#### Task to carry out:
In these lines, change "grass lawn" to "garden hedge" and leave everything else as it is.

Data listing

==============================

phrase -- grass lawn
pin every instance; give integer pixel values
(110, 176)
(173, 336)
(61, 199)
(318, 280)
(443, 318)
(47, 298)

==============================

#### Reply to the task:
phrase -- garden hedge
pin every instance; give integer pixel values
(110, 176)
(173, 336)
(61, 199)
(318, 280)
(443, 318)
(47, 298)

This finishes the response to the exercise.